### WHAT THE TASK REQUIRES
In the entries that follow, say how many lines contain the string "below". Give no other words.

━━━━━━━━━━

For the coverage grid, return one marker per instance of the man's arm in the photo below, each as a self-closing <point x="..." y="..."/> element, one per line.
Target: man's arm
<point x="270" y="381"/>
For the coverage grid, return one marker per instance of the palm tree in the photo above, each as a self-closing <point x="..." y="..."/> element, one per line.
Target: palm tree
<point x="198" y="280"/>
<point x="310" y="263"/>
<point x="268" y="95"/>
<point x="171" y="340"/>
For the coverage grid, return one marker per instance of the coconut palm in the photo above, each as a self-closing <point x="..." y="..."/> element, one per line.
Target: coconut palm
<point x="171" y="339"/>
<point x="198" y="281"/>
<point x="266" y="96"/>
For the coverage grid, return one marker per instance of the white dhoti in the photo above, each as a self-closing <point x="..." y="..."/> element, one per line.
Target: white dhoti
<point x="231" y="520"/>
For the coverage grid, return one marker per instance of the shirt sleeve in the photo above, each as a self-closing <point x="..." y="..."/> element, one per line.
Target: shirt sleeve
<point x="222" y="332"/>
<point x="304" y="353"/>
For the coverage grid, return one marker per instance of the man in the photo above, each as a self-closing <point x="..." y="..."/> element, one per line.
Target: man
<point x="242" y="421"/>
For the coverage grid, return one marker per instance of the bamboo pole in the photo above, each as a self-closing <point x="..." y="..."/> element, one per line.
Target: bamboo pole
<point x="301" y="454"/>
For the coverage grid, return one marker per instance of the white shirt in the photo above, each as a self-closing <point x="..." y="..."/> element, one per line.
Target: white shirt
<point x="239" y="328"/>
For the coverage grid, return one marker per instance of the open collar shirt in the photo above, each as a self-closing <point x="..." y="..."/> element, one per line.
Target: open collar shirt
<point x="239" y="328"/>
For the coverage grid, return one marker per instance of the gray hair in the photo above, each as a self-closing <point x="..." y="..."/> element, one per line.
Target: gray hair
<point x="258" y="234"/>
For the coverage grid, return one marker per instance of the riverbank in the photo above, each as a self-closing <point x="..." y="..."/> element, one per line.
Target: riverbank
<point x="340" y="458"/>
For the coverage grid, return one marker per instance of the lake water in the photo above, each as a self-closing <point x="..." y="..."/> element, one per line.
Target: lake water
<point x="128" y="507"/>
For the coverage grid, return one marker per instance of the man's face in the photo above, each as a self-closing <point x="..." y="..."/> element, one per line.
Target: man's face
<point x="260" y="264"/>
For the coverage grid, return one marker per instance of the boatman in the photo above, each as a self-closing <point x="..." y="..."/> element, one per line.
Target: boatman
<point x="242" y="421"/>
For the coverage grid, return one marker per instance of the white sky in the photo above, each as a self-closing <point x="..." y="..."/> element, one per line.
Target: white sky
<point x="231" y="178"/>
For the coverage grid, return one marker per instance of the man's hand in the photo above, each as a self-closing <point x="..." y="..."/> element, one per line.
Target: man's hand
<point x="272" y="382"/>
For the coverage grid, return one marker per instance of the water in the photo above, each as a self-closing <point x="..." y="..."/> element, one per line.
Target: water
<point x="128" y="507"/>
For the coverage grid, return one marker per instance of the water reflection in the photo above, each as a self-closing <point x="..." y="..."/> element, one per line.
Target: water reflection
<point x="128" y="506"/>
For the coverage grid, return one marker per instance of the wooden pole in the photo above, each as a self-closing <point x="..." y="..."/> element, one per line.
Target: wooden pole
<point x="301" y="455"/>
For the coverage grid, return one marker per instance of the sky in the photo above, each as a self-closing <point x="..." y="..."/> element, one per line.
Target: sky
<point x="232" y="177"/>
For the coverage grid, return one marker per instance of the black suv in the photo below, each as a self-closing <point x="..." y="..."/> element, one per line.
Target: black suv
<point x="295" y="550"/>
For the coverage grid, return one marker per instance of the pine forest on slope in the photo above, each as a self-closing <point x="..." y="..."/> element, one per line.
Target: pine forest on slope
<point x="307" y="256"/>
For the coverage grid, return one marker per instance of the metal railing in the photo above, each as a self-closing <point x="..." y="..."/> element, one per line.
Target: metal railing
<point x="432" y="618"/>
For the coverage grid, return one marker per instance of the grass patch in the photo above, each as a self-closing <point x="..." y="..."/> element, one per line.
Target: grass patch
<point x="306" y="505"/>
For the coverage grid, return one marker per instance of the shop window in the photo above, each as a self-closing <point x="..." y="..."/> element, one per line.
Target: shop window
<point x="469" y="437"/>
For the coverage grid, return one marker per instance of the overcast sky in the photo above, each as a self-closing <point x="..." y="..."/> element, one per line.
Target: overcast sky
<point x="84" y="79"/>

━━━━━━━━━━

### WRITTEN ANSWER
2